Records from a data source:
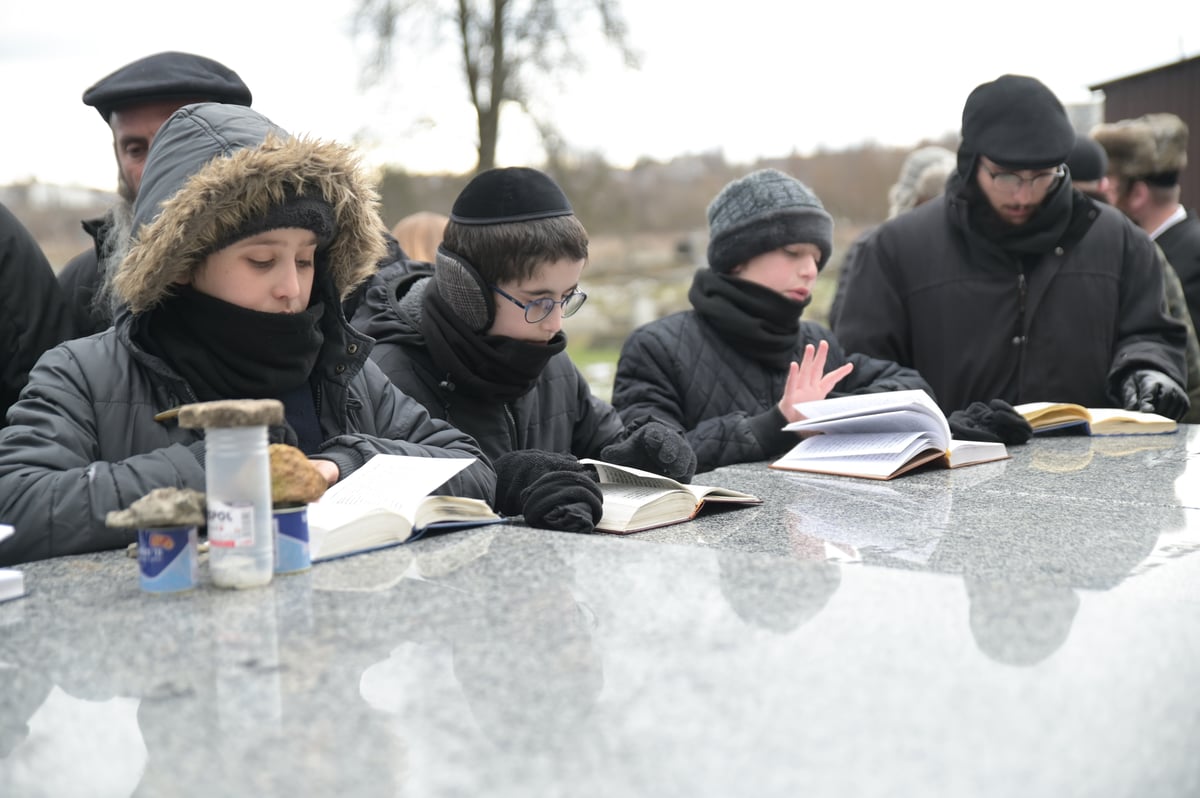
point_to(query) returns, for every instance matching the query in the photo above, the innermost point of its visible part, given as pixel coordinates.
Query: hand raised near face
(808, 381)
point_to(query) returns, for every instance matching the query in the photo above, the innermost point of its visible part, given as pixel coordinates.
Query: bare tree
(505, 47)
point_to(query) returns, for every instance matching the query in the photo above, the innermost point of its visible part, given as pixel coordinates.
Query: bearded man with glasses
(1013, 283)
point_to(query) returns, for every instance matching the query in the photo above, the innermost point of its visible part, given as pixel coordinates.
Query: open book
(635, 501)
(1047, 417)
(880, 436)
(12, 581)
(387, 502)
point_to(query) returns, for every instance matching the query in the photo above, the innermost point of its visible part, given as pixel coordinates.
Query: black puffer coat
(84, 438)
(558, 414)
(930, 293)
(679, 370)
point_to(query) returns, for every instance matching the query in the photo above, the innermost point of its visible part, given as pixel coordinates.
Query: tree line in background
(665, 198)
(672, 196)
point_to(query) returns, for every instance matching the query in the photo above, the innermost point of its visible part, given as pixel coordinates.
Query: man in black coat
(135, 101)
(1013, 285)
(33, 313)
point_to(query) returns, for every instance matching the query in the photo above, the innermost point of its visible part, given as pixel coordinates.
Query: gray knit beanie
(763, 211)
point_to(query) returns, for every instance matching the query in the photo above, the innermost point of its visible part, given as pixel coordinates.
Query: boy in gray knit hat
(729, 371)
(481, 345)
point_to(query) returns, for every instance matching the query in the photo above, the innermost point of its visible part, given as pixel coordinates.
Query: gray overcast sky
(753, 78)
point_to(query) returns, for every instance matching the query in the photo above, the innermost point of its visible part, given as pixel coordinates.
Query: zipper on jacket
(513, 426)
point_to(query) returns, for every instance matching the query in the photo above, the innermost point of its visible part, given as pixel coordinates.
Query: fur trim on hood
(1155, 144)
(211, 168)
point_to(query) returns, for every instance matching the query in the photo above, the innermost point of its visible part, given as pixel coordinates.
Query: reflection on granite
(1030, 627)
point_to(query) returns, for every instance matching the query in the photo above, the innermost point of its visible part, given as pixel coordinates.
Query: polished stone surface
(1024, 628)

**Exercise**
Set out exactly the lines from the one bearing "Query: gray knit beanie" through the end of the data, including both ends and omitting all others.

**Reply**
Query: gray knit beanie
(763, 211)
point_to(query) returns, for every instance matching the query in the photo above, the innermost point of its visible part, given as pixel coordinates.
Query: boy in gray knit hat
(729, 371)
(481, 345)
point_to(query) returns, for every instance matching the query in the photo above, the innermost point of its visible part, given as pixel coordinates.
Query: gray overcast sky
(753, 78)
point_to(query) returns, for every instance matching the query in the photo above, the innermost point of its visible part, given as pixel coordinates.
Query: zipper on jacket
(513, 426)
point_to(query) returns, for every instance matching the query in the photo above, the innermost point of its visible part, given as pixel coordinates.
Query: fur trim on hood
(1155, 144)
(211, 168)
point_to(query) returns, for every instance matching the query in the photo above, the innermost point of its visible part, given as pixel coordinates.
Query: reflection on granite
(1030, 627)
point_to(query) returns, for every instance matching the query in the photo above, the innermost point of its visible part, given as pixel coordinates.
Query: polished stone surface
(1024, 628)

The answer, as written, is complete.